### WHAT YOU WILL DO
In the material below, how many lines contain the string "pull"? Case must match. Reply with the number alone.
++++++++
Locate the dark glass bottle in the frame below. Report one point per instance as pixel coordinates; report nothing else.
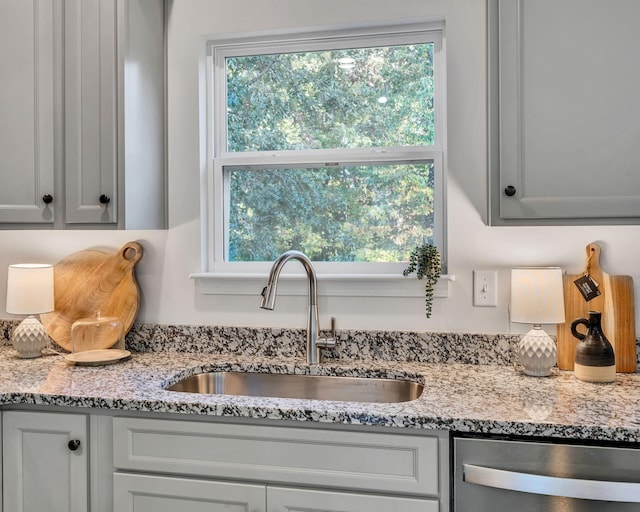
(594, 358)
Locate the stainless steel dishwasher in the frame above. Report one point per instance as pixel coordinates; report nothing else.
(524, 476)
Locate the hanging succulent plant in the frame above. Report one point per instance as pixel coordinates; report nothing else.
(426, 263)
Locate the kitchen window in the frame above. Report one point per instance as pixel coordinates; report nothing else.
(329, 143)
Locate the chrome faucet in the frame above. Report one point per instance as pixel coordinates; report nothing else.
(314, 342)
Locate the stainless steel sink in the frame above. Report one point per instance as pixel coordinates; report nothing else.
(313, 387)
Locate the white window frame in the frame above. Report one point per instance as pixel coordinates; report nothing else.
(335, 278)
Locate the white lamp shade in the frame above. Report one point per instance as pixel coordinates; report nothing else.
(536, 295)
(30, 289)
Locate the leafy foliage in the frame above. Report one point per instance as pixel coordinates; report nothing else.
(306, 101)
(425, 261)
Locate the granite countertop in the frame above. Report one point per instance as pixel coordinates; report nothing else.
(460, 397)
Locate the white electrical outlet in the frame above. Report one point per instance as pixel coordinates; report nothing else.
(485, 288)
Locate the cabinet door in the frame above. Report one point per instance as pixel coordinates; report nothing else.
(147, 493)
(40, 471)
(27, 98)
(564, 111)
(90, 111)
(281, 499)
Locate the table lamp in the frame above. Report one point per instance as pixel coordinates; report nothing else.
(30, 292)
(537, 298)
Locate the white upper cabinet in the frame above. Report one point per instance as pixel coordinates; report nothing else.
(28, 92)
(564, 111)
(90, 79)
(85, 121)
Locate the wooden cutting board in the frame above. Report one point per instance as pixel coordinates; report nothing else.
(618, 313)
(90, 281)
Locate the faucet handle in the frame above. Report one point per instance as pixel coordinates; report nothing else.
(330, 341)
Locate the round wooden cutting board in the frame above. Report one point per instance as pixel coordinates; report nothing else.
(90, 281)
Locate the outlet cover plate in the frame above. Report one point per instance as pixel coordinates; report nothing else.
(485, 288)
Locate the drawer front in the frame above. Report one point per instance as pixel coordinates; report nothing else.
(304, 500)
(151, 493)
(327, 458)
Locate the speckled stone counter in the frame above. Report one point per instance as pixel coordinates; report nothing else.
(459, 397)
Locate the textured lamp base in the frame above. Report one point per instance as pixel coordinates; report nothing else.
(537, 353)
(29, 338)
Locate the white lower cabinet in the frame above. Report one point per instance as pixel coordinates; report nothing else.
(150, 493)
(167, 465)
(305, 500)
(44, 462)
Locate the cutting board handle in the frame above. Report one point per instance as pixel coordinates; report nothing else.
(131, 253)
(593, 259)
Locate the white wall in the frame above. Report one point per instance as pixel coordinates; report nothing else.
(170, 256)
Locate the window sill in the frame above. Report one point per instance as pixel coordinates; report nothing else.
(334, 285)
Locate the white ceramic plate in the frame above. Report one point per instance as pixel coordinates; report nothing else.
(98, 357)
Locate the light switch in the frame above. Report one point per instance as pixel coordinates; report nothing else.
(485, 288)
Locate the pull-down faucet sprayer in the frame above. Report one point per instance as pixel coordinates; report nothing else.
(314, 342)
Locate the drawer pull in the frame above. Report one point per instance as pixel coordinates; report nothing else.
(600, 490)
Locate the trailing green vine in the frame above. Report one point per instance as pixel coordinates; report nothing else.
(425, 261)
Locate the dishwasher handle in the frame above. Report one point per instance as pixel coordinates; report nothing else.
(600, 490)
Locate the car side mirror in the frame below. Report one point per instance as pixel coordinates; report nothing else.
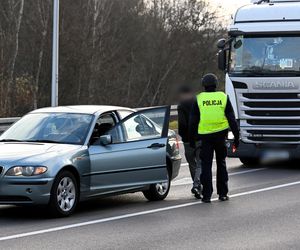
++++++++
### TASK ANSWER
2